Go through the records and count every line that holds "slice". Only the number belongs in the reply.

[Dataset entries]

+---+

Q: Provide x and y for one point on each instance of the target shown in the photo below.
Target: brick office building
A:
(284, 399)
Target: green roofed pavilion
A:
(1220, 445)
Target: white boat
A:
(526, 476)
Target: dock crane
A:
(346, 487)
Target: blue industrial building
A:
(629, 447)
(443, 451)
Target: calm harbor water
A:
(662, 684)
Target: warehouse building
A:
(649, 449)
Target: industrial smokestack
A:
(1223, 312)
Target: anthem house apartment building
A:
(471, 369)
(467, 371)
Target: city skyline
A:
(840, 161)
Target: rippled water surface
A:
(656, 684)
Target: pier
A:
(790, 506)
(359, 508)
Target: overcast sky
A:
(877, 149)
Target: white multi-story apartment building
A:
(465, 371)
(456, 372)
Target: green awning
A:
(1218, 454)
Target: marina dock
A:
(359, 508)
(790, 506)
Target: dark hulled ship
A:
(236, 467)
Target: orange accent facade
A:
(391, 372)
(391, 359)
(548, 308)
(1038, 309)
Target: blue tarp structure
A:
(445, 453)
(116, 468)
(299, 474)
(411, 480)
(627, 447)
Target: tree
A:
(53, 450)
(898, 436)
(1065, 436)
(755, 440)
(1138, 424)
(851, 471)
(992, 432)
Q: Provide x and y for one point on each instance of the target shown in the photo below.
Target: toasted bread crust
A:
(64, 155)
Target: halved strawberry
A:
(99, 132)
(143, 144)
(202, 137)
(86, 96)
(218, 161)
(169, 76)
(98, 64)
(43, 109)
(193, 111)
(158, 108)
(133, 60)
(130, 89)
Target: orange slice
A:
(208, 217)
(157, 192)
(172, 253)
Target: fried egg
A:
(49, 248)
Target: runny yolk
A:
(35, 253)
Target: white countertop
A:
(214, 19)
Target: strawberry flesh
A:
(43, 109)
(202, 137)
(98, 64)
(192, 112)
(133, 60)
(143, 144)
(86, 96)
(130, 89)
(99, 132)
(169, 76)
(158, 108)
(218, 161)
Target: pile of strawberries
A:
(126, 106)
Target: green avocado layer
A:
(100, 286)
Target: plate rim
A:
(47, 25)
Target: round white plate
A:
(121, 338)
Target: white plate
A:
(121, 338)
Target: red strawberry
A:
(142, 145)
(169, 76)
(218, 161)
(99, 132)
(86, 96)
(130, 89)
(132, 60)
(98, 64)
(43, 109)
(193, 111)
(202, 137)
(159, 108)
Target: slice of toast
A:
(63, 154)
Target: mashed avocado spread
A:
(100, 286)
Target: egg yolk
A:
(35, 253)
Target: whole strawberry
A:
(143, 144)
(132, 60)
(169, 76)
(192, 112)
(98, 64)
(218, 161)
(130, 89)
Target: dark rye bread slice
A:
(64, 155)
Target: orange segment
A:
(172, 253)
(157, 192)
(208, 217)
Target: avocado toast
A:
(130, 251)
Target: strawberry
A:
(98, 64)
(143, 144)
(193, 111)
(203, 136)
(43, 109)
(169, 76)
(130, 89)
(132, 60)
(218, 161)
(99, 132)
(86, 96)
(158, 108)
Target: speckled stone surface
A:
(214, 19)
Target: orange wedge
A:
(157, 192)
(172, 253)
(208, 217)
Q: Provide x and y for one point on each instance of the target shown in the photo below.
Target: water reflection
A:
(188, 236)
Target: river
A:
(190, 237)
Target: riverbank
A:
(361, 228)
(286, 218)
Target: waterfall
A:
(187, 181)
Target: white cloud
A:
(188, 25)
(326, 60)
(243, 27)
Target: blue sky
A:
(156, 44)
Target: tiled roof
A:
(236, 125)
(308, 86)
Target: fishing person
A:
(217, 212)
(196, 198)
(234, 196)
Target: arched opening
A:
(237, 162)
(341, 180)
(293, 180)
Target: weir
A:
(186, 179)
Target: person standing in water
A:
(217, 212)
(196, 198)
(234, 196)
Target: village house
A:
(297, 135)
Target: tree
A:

+---+

## EXPECTED ANSWER
3